■ 原文节选 ■
* * *

机器学习之朴素贝叶斯

生成式与判别式

监督学习的任务就是要学习到一个模型,对于给定一个输入 $\boldsymbol{x} = \left[ \begin{matrix} x_1 & x_2 & \cdots & x_n \end{matrix} \right]^{\text{T}} $,能够预测其输出 $y$。这个模型一般形式为决策函数:
$$ y = h_\boldsymbol{\theta}\left(\boldsymbol{x}\right) $$
或者条件分布概率:
$$p\left(y\mid\boldsymbol{x}\right)$$

判别式学习方法(discriminative learning algorithms)由数据直接学习到决策函数 $h_\boldsymbol{\theta}\left(\boldsymbol{x}\right) $ 或者条件概率 $p\left(y\mid\boldsymbol{x}\right)$ 分布作为预测的模型。

生成式学习方法(generative learning algorithms)则是对条件概率 $p\left(\boldsymbol{x}\mid y\right)$(和概率 $p\left(y\right)$)建模,然后依据贝叶斯公式可以计算出给定 $\boldsymbol{x}$ 下 $y$ 的概率:
$$ p\left(y\mid \boldsymbol{x}\right) = \frac{p\left(\boldsymbol{x}\mid y\right)p\left(y\right)}{p\left(\boldsymbol{x}\right)} $$
上式中 $p\left( \boldsymbol{x} \right)$ 可以求解出来,例如对于二分类问题:
$$p\left(\boldsymbol{x}\right) = p\left(\boldsymbol{x}\mid y=1\right)p\left(y=1\right) + p\left(\boldsymbol{x}\mid y=0\right)p\left(y=0\right)$$
事实上,对于预测问题,我们可以不用求解出 $p\left( \boldsymbol{x} \right)$:
$$\begin{align*}
\arg \max_y p\left(y\mid \boldsymbol{x}\right) &= \arg \max_y \frac{p\left( \boldsymbol{x}\mid y \right)p\left(y\right)}{p\left( \boldsymbol{x} \right)} \\
&= \arg \max_y p\left( \boldsymbol{x}\mid y \right)p\left(y\right)

* * *

■ 所给材料 ■
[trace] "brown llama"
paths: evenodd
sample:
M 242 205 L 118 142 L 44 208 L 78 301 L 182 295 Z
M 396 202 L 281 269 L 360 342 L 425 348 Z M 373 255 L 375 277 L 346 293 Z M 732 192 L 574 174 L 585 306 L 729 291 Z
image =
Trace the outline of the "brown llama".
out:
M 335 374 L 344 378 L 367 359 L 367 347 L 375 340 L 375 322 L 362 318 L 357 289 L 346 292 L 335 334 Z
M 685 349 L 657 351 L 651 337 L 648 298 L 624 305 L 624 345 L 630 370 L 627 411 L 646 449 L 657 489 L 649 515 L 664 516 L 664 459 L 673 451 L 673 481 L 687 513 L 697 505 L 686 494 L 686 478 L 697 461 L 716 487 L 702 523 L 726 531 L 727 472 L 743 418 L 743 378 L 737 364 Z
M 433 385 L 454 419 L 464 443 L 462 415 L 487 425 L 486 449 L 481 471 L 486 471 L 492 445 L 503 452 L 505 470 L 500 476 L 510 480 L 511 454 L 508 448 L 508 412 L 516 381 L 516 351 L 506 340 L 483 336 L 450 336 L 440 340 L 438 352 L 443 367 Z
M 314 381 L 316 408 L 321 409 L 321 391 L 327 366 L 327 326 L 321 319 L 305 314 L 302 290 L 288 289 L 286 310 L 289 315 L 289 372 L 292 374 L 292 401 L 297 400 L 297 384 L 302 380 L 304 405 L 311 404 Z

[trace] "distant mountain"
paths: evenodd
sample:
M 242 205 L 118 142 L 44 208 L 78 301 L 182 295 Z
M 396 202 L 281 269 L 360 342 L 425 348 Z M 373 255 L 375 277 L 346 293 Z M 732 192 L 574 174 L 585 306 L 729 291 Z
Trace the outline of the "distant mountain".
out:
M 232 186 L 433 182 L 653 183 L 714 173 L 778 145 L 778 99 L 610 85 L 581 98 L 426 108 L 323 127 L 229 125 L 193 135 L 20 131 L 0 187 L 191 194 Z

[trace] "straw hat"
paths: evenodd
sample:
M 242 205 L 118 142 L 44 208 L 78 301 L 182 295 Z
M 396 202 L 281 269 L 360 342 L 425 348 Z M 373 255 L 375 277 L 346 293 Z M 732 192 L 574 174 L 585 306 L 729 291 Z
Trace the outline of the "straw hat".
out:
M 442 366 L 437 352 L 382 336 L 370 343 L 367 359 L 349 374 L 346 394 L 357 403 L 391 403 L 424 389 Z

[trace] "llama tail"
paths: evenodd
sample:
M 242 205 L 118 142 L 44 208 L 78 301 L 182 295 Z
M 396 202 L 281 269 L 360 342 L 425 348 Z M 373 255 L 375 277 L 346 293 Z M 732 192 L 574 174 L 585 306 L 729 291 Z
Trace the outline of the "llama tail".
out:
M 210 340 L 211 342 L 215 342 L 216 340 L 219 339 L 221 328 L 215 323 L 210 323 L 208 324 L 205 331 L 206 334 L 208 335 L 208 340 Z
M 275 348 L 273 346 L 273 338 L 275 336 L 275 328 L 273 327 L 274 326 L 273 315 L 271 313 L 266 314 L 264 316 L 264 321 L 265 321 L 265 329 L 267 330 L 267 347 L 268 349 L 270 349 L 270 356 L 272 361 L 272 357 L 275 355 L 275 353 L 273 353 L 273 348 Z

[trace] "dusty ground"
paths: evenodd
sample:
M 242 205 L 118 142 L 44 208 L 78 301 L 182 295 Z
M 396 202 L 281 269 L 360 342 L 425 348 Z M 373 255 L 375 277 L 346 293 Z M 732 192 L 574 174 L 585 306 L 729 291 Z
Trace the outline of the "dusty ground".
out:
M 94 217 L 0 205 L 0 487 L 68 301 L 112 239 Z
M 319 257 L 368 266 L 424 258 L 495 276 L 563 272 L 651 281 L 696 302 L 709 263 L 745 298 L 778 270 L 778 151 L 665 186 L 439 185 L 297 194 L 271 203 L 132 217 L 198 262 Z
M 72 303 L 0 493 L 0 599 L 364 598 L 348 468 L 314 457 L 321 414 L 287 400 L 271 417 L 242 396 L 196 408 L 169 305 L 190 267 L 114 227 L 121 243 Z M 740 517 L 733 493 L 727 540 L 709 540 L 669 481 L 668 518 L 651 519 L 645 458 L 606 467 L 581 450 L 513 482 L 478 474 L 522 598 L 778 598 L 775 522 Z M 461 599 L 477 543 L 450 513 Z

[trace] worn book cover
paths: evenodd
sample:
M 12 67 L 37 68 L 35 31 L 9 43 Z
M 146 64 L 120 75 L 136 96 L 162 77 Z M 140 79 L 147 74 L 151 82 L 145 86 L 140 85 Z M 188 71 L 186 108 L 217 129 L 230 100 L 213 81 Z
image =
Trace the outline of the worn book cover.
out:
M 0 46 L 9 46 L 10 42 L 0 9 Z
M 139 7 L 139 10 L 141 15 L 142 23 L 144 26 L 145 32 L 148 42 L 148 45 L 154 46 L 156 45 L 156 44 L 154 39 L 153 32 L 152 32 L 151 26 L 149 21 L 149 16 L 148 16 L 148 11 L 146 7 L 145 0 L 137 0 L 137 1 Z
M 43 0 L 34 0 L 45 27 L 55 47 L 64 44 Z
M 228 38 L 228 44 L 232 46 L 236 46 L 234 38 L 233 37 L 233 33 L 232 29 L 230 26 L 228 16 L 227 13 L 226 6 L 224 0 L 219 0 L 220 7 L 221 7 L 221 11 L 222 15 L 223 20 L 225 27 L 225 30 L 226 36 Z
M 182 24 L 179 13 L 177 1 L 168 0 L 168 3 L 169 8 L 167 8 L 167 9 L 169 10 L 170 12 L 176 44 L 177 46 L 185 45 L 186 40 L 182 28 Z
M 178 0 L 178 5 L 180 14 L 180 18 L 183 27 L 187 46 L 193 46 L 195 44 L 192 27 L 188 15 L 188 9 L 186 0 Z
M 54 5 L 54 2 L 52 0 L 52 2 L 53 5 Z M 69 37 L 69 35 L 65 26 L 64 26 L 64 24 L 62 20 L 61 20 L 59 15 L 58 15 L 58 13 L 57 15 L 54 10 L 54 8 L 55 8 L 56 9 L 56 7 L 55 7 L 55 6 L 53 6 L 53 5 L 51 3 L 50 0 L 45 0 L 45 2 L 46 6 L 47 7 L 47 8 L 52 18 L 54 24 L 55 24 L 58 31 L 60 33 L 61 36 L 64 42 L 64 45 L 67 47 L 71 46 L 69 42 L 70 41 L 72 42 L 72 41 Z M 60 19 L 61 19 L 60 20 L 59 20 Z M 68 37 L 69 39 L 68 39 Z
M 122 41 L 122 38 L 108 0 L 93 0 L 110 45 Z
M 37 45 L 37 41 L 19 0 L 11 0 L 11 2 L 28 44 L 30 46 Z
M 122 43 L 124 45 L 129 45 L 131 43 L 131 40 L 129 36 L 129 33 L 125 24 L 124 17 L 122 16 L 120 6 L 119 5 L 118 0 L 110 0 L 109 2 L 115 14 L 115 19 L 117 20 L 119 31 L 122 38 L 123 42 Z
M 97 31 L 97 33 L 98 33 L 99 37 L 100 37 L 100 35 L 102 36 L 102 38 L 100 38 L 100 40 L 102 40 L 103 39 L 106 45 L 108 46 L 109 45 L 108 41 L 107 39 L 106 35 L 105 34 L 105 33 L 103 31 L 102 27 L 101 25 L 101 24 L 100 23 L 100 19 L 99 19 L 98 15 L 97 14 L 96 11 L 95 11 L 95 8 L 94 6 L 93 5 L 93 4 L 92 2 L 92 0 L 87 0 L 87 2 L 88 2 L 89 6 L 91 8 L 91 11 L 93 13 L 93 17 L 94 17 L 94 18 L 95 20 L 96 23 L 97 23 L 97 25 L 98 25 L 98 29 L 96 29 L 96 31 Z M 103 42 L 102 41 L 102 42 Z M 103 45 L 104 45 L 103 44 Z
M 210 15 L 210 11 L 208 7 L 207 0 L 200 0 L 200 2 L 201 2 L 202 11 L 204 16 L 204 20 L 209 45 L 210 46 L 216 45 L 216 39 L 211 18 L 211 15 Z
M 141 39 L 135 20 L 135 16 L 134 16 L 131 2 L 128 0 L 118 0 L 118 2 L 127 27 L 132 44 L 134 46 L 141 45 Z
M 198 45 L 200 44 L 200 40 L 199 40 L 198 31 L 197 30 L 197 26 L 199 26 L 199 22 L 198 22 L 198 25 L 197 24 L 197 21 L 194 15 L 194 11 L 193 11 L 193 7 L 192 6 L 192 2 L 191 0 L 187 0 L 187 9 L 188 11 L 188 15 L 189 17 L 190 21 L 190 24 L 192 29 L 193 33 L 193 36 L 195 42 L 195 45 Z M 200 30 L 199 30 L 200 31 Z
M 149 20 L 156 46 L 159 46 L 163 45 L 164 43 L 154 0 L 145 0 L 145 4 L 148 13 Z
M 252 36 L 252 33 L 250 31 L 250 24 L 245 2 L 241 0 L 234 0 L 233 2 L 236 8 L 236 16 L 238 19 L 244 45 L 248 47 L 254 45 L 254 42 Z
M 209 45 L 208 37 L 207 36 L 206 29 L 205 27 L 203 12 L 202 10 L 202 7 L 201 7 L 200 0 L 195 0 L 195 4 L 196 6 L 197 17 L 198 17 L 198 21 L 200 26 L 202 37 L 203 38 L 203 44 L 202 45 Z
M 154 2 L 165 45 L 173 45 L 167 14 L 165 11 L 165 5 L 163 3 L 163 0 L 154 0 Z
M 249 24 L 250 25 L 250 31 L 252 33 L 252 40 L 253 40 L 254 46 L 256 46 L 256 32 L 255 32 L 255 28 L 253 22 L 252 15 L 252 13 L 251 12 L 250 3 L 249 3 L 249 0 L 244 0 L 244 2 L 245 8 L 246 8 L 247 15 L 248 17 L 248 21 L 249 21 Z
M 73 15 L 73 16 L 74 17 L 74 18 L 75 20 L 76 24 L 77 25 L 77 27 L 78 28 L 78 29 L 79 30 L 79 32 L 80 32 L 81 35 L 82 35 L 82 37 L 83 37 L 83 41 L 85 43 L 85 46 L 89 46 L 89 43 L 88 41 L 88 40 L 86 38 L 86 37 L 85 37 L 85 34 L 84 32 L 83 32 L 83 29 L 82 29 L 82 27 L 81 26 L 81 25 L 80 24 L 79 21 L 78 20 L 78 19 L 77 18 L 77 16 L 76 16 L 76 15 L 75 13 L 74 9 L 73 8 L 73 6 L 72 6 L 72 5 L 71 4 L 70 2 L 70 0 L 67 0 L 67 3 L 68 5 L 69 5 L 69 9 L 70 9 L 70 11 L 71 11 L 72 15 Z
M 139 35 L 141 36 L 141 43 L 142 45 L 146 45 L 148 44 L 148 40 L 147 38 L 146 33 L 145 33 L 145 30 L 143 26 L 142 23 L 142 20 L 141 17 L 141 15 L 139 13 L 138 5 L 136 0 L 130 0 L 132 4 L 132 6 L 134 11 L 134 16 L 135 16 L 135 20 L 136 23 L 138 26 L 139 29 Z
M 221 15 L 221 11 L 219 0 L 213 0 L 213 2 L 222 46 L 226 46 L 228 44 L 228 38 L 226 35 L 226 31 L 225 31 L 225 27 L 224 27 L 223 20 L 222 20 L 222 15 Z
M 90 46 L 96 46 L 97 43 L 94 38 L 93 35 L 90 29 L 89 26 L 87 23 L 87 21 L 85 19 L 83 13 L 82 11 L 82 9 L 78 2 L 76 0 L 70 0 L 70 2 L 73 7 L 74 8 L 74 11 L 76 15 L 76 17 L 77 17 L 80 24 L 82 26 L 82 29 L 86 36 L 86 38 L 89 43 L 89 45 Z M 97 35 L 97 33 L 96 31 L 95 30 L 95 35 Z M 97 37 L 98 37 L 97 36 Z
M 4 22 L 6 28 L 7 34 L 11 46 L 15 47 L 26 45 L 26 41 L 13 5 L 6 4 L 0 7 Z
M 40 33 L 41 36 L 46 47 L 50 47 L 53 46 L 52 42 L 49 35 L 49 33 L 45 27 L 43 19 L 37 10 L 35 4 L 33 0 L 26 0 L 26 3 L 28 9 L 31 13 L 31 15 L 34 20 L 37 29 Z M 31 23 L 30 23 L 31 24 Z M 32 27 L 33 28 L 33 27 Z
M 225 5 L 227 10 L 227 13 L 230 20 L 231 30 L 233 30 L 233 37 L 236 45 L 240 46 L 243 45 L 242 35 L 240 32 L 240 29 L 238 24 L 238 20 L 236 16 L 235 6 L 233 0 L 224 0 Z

* * *

■ 任务要求 ■
请续写前面讲解朴素贝叶斯的原文节选，紧接其末尾往下写。

■ 任务结果 ■
\end{align*}$$

生成式学习方法特点:

  • 可以还原出联合概率分布 $p\left( \boldsymbol{x}, y \right) = p\left( \boldsymbol{x}\mid y \right)p\left( y \right)$

  • 收敛速度更快,当样本容量增加时,学到的模型可以更快地收敛于真实模型

  • 存在隐变量时,仍然可以用生成式学习方法,此时判别式学习方法就不能用

判别式学习方法特点:

  • 直接面对预测,往往学习的准确率更高

  • 可以对数据进行各种程度上的抽象、定义特征并使用特征,因此可以简化学习问题

朴素贝叶斯

上面介绍生成式算法时我们已经利用贝叶斯公式建立了 $p\left( y\mid \boldsymbol{x} \right)$ 与 $p\left( \boldsymbol{x}\mid y \right)$ 的关系,为了方便求解 $p\left( \boldsymbol{x}\mid y \right)$,我们假设 $x_i$ 在给定 $y$ 的条件下是独立的,这个假设称为贝叶斯假设(Naive Bayes assumption),也叫属性条件独立性假设(attribute conditional independence assumption)。

通过朴素贝叶斯假设我们可以简化 $p\left( \boldsymbol{x}\mid y \right)$ 的计算:
$$\begin{align*}
p\left( \boldsymbol{x} \mid y \right) &= p\left( x_1, x_2, \ldots, x_n \mid y \right) \\
&= p\left( x_1 \mid y \right) p\left( x_2 \mid y, x_1 \right) \cdots p\left( x_n \mid y, x_1, x_2, \ldots, x_{n-1} \right) \\
&= p\left( x_1 \mid y \right) p\left( x_2 \mid y \right) \cdots p\left( x_n \mid y \right) \\
&= \prod_{i=1}^{n} p\left( x_i \mid y \right)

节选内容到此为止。